— start of DATA PROVIDED —

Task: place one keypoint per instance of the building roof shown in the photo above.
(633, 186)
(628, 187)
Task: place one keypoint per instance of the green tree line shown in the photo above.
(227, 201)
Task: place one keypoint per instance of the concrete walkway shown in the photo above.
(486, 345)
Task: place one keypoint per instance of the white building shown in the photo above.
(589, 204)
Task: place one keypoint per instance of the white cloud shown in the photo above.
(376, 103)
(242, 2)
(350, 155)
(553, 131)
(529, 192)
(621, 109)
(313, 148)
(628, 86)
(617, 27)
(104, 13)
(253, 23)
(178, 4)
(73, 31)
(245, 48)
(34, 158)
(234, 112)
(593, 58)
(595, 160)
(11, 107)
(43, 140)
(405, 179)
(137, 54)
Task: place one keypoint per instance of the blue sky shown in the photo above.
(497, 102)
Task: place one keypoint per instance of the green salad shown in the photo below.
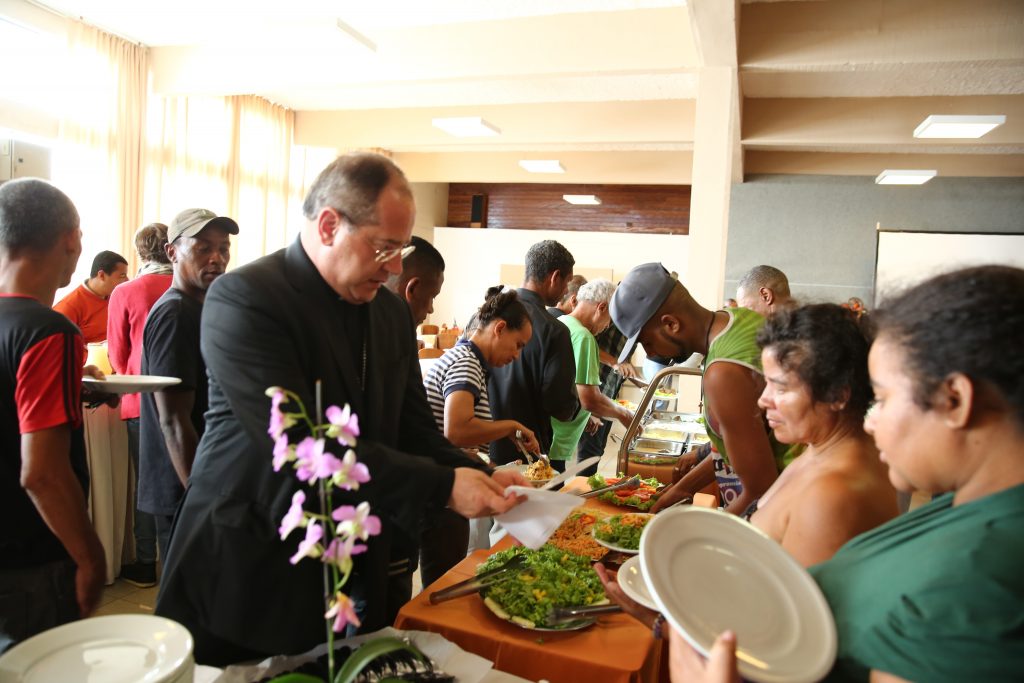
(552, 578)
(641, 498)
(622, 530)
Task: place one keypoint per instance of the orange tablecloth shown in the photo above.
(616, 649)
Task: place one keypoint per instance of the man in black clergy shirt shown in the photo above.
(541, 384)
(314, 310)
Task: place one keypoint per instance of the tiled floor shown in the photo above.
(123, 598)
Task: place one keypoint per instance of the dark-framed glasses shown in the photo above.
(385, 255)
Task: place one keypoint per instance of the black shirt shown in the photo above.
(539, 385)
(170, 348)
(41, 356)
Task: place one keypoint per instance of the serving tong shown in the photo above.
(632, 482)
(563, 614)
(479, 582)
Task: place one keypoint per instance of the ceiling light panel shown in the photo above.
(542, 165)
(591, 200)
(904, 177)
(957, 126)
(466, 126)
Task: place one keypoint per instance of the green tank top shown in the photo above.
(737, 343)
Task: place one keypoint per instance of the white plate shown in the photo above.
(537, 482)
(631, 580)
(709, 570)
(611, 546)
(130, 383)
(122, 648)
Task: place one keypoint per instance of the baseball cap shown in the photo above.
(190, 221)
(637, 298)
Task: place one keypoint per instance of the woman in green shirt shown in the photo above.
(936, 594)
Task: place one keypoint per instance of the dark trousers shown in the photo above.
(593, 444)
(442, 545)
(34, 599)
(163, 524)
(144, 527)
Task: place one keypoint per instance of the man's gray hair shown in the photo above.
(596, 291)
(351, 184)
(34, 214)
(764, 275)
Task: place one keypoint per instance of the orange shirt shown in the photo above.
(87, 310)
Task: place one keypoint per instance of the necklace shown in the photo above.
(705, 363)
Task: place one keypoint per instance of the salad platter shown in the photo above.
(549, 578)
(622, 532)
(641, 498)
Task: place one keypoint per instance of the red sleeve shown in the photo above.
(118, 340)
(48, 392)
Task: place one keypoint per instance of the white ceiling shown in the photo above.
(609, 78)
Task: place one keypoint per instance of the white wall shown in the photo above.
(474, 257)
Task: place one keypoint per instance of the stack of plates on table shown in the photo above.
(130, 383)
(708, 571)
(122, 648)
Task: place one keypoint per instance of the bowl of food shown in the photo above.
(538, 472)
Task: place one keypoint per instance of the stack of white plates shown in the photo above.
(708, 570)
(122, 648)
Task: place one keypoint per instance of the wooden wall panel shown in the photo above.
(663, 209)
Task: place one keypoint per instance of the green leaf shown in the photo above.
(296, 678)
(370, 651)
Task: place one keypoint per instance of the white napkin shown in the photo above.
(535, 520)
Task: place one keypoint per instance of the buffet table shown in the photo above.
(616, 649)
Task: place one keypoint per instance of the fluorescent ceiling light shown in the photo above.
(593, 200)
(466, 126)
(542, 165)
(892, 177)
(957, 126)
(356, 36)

— end of DATA PROVIDED —
— start of DATA PROVIDED —

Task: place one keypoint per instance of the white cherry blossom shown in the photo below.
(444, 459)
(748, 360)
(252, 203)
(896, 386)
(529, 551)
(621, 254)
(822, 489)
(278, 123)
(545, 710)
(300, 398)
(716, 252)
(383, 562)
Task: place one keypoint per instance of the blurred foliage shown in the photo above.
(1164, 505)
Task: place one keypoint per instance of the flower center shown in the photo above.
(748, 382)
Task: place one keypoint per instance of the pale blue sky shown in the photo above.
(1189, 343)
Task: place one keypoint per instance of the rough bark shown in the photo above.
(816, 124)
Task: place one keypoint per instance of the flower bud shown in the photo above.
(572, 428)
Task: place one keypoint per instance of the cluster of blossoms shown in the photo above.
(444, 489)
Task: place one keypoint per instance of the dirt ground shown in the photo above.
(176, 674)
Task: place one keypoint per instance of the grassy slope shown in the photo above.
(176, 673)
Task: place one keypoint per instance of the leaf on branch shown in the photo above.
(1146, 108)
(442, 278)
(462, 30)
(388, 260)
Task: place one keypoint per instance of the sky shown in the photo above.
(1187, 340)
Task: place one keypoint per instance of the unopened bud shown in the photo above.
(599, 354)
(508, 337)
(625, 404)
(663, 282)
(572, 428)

— end of DATA PROVIDED —
— start of DATA PROVIDED —

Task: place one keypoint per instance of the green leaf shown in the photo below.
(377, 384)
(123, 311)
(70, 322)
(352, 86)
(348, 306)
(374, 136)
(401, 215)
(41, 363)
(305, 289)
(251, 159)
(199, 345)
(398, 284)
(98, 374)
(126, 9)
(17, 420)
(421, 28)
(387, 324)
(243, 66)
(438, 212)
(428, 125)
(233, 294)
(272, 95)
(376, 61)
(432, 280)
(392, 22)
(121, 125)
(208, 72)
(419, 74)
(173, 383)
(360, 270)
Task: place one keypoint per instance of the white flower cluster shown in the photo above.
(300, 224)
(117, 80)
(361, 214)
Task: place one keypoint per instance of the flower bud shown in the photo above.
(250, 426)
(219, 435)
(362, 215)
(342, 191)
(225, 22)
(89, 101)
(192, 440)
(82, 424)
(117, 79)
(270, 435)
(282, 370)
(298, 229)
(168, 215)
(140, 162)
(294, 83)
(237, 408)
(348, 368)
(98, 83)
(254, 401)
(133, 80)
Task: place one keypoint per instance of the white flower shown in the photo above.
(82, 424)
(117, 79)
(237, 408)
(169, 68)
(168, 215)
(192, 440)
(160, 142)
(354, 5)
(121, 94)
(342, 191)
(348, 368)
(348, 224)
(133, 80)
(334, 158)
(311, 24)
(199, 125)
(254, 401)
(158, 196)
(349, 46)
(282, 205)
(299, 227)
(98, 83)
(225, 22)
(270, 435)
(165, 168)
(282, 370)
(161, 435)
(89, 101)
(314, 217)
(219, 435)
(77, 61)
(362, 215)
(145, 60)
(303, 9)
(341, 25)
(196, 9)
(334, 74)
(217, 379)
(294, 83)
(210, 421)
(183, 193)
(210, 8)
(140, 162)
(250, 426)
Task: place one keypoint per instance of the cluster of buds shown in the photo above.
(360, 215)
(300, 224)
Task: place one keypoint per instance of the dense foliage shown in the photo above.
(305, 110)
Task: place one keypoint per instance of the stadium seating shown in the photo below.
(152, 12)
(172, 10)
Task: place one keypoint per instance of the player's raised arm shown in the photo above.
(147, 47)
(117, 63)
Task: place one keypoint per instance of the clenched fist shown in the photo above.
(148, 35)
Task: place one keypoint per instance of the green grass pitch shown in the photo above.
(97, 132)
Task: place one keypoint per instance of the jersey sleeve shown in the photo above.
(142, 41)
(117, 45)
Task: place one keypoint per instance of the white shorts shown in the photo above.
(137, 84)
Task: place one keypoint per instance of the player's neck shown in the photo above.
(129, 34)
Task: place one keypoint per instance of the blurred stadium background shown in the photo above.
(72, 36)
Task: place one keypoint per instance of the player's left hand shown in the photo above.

— end of DATA PROVIDED —

TASK DETAILS: Copy the lines of the listing without any change, starting at the line that contains "Task: place one keypoint per instance of the player's raised" and ending at the line that contains "Task: place one keypoint per instance of the player's left", both of those lines included.

RESPONSE FOR THIS EXERCISE:
Task: place one keypoint per instance of the player's raised arm shown in the photo above.
(147, 47)
(117, 63)
Task: place one keypoint per instance of the clenched fist shown in the photo above.
(148, 35)
Task: place one keypoint per instance of the green grass pitch shown in the photo above.
(97, 132)
Task: place one keypoint per instance of the jersey sleeve shown in the photo above.
(142, 41)
(117, 45)
Task: place one keypoint per instance of the white shorts shown in the photo above.
(137, 84)
Task: place one keypoint per instance of the player's neck shown in the photo above.
(129, 34)
Task: place one keypoint per instance of the blurred stadium background shown in the photo above.
(72, 36)
Task: place one keypoint per instance of the player's left hand shown in the photo above.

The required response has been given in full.